About this exercise >> Rewrite the lines from the one containing "</instance>" through the one containing "189L174 190L168 194L173", changing "positive clicks" to "inclusion clicks" and keeping everything else the same.

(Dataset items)
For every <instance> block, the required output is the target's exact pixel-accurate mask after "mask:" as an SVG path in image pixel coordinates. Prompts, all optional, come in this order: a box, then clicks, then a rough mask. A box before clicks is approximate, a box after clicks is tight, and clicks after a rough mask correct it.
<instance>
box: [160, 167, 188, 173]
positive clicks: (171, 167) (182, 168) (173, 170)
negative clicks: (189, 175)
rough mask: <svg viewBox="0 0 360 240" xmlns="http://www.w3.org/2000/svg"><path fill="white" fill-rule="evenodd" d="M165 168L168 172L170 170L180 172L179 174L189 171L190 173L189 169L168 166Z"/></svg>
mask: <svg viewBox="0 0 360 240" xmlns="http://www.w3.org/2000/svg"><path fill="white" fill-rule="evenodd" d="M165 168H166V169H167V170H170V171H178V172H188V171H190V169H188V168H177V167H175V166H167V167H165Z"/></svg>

==

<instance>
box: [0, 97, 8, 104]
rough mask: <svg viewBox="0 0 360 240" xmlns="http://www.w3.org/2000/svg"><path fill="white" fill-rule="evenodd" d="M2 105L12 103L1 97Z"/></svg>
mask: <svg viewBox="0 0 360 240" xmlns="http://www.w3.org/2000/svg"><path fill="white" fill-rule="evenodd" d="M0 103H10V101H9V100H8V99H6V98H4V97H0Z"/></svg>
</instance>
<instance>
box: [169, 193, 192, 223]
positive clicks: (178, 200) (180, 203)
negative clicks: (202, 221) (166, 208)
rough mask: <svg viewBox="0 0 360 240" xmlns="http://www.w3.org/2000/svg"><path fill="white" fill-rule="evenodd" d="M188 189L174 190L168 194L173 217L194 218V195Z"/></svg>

Exercise solution >>
</instance>
<instance>
box: [169, 193, 192, 223]
inclusion clicks: (178, 200) (180, 203)
negative clicks: (202, 221) (166, 208)
rough mask: <svg viewBox="0 0 360 240" xmlns="http://www.w3.org/2000/svg"><path fill="white" fill-rule="evenodd" d="M188 189L174 190L168 194L173 217L194 218V195Z"/></svg>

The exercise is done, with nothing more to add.